§ **Exercise prompt**:
Rewrite only the rows from the line containing "The service SHOULD locate every instance of the child in" through the line containing "[[289, 413]]", swapping "white dress" for "blue dress" and keeping everything else the same.

§ **Listed records**:

---+---

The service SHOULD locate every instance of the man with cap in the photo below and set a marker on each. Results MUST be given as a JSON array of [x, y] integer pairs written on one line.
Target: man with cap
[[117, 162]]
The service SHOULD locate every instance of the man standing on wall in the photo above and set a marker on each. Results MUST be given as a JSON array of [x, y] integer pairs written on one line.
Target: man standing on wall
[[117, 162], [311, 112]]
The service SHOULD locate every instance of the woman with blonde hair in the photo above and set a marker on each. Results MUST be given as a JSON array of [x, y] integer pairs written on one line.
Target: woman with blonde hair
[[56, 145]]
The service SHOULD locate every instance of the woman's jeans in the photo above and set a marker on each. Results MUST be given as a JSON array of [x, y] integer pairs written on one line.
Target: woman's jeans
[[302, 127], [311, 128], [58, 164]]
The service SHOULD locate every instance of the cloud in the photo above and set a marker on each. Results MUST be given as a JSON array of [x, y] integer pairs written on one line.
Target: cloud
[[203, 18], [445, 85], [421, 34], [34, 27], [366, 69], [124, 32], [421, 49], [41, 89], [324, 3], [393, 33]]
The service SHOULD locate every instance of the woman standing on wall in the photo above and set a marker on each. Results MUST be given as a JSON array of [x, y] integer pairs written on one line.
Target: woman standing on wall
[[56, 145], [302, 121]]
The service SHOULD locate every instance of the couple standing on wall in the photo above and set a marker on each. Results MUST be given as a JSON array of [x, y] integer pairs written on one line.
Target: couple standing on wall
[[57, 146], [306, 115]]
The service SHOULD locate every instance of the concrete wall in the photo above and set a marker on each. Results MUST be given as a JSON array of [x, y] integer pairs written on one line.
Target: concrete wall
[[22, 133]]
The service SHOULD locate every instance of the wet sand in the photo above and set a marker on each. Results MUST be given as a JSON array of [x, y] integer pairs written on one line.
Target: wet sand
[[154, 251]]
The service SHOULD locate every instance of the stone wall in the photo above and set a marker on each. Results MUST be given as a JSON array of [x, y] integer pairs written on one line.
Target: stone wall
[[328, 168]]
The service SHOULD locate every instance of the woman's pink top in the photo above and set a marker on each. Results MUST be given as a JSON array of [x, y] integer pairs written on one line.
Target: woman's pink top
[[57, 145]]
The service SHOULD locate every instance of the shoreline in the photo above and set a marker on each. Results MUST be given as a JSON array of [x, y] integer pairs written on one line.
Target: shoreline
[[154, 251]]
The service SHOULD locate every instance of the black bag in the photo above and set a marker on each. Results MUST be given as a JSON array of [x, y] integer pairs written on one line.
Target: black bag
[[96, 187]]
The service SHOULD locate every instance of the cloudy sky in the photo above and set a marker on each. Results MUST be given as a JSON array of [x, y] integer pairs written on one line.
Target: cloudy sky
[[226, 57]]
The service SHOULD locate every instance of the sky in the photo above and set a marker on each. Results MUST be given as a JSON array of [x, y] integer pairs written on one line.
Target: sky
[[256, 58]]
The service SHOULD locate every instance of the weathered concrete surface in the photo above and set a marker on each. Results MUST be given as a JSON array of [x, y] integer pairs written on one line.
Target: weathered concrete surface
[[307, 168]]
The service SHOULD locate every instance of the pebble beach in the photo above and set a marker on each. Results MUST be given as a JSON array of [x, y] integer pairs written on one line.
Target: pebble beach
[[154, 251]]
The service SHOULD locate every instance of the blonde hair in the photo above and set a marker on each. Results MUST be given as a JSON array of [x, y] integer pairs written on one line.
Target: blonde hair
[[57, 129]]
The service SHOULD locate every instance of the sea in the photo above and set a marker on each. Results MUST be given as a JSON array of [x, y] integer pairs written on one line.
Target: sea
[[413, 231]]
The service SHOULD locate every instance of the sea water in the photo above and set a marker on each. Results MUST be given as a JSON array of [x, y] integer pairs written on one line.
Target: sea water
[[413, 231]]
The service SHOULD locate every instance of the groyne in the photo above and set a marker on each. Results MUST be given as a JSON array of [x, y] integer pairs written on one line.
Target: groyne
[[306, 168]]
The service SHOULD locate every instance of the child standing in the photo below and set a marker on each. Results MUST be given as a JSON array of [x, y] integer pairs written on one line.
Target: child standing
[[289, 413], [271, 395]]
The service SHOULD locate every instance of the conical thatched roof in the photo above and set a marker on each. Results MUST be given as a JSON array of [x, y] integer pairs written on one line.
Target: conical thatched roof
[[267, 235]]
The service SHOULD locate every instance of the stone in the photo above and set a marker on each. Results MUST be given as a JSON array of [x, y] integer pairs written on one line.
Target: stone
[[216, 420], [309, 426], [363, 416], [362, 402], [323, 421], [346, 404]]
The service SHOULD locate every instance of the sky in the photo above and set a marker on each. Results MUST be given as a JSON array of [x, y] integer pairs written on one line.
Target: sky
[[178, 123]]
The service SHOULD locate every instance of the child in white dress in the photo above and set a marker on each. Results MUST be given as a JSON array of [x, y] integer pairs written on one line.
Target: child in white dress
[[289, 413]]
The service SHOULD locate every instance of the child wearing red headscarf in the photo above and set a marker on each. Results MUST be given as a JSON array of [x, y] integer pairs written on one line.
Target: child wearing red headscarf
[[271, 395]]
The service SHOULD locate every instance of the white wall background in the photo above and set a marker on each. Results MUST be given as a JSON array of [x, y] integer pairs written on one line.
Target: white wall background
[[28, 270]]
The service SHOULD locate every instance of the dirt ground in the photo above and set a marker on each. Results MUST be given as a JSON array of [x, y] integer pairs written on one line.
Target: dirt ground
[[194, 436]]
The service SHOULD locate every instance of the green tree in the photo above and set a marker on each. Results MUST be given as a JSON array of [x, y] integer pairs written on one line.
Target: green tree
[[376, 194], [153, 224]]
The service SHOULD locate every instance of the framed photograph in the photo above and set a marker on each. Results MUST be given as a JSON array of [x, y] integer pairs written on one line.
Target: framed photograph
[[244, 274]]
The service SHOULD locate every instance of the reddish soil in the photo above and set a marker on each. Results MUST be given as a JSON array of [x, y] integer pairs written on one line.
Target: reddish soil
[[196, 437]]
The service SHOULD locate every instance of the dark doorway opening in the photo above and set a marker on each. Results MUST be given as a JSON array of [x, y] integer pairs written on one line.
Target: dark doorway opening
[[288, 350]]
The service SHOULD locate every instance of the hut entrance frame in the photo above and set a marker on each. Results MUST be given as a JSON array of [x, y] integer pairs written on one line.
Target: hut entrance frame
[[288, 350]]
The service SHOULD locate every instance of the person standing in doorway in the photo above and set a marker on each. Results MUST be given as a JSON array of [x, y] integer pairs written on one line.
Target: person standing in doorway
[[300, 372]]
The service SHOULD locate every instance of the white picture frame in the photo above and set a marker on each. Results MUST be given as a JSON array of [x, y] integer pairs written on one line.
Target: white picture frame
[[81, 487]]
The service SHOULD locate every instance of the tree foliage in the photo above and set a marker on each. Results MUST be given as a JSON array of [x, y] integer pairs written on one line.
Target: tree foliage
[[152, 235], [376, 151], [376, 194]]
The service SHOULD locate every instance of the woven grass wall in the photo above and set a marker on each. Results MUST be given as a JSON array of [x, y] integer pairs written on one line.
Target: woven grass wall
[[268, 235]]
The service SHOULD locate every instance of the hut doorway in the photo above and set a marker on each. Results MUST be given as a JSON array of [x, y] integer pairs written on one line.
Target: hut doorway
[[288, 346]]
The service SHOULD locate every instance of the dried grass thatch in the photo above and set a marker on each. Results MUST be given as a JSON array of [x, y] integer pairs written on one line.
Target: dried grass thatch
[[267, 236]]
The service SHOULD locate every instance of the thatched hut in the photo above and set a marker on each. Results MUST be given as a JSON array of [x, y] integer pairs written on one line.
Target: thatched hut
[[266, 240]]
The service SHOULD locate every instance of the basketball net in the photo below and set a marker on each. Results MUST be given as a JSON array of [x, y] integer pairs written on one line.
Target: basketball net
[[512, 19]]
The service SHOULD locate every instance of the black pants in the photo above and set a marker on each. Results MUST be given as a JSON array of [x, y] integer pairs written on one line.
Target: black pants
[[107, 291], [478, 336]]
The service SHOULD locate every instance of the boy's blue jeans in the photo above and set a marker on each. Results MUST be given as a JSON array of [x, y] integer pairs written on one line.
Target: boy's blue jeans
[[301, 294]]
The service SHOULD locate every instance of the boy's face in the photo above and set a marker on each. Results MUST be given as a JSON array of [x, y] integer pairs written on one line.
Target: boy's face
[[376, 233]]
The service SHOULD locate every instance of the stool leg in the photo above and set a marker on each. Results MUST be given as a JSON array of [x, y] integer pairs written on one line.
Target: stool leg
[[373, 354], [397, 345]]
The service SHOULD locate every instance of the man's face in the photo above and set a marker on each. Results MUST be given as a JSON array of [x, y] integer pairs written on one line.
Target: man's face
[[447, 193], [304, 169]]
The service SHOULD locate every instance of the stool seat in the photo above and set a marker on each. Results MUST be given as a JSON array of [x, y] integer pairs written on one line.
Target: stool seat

---+---

§ **Answer for this exercise**:
The service SHOULD locate every instance of the child in blue dress in the photo above and set a marker on each. Results MUST be given as a JSON array of [x, y] integer pairs written on one line.
Target: child in blue dress
[[289, 413]]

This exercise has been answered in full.